Please continue the chat discussion below about Postgres sorting and Pony database sessions, picking up after its last message.

> _Text shown_
───
I recently switched to Postgres (after reading a conversation in this chat about DBMSs) and also encountered a problem with sorting. In MySQL I used some hack in configuration files, but Postrges does not allow this. I mean that it is not possible to order results via an attributes which is not included to SELECT statements when DISTINCT is used. I use in several entities a metadata JSON-field where defined something like order key with int values. So in many places in my app I needed to either change query logic or to add without_distinct. Many queries works regardless DISTINCT, and in a few ones auto-distinct is really helpful. I agree with @luckydonald that pony should be more pythonic in this case.

Matthew

Can you share the query that you have trouble sorting?

Vitaliy

I have refactored a code, but it should be as simple as this: class Person(db.Entity): name = Required(str) order = Required(str) select(p.name for p in Person).order_by('p.order') And this should raise error like SELECT DISTINCT ON expressions must match initial ORDER BY expressions

Александр

Hi. Tell me can I: - Open session - To get the employee from the database - Closed session - Make changes in the employee - Save employee Here's the employee model. https://pastebin.com/jawqLFnH

Александр

When I try to do that, I get an error. "the database session is over"

Anonymous

Why are you doing the changes after closing session? How are you doing it in the first place?

Александр

- I get employee. - Showing it to the user - User makes changes - Saves employee

Anonymous

What I useually do is once I get the pony object, Copy it to a plain python dict or object, Show that to user, User edit that, inside db_session, get employee again, apply changes by assigning fields from python dict/object to pony object then it is saved

Александр

Yes, I'm doing it now. But it is not convenient. Many unnecessary actions.
───
> _Given entries_
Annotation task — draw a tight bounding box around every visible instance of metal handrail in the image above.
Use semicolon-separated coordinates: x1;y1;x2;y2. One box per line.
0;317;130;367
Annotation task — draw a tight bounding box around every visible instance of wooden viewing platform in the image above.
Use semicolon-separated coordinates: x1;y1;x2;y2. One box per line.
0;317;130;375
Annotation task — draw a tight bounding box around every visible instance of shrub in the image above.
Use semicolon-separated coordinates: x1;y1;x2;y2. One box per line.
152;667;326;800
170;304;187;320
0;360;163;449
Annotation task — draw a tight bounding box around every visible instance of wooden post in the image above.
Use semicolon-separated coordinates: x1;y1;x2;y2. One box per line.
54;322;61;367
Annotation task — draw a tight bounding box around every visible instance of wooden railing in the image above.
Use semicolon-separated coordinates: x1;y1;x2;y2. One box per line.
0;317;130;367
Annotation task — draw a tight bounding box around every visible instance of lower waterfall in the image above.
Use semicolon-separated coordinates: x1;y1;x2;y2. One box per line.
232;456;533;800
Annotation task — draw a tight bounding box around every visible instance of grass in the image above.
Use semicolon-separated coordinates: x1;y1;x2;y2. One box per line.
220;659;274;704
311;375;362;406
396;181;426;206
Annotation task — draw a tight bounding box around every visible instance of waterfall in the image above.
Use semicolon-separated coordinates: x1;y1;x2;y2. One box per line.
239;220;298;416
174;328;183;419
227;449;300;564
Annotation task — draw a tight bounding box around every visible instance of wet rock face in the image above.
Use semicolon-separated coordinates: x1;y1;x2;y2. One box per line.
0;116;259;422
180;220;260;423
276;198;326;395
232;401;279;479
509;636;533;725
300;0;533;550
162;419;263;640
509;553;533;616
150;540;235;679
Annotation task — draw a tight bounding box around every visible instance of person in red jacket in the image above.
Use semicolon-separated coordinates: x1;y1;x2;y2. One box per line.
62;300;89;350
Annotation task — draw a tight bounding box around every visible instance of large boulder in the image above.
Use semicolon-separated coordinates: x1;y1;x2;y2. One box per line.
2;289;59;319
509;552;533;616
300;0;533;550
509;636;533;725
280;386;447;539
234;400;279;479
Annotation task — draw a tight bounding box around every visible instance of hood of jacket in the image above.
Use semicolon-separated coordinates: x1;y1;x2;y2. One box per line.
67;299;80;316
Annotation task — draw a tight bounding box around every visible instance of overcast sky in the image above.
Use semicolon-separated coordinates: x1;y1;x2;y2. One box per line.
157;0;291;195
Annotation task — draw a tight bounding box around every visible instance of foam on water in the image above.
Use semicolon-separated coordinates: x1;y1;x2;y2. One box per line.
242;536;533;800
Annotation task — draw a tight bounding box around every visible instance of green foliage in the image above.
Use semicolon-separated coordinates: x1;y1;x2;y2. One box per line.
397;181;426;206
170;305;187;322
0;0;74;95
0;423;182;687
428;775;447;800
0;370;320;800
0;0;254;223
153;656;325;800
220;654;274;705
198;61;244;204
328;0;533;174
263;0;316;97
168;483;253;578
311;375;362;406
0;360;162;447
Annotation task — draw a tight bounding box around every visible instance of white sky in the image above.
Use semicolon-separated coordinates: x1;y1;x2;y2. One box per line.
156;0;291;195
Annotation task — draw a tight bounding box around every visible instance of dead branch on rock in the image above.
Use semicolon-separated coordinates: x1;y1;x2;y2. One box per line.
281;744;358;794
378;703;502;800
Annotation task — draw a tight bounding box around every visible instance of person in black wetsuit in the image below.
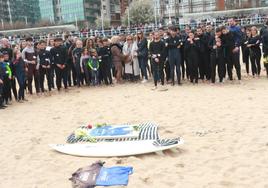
───
> _Written reply_
Anonymous

That is the only way I know unfortunately. and it checks out with all other ORMs I've used in many other languagues. Maybe there is a better way for pony. Let's see if someone else know a better way. 🤔

Jim

In the second db_session,, I get the employee and update it via the set : employee.set(**dict_with_new_values)

Anonymous

Jim's solution is clearly more convenient. Nice. 😊

Anonymous

I want to ignore code coverage inside generator expressions of Pony. Is there a better way than this https://stackoverflow.com/questions/53280985/how-to-ignore-ponyorm-generator-expressions-in-nose-tests-coverage/53281148#53281148

Jim

https://github.com/nedbat/coveragepy/issues/685

Anonymous

Ned replied: https://stackoverflow.com/a/53541785/1355145

Matthew

I have a pony query which takes 38 seconds for pony to put into a list. the raw query which pony generates takes approx 3 seconds. therer are 650k results. Is this just python being slow, or is it likely I'm doing something wrong?

Matthew

It's a normal select(x for x in X)...

Matthew

no preloading etc

Matthew

Is there a built in way to see what pony is doing with that CPU time?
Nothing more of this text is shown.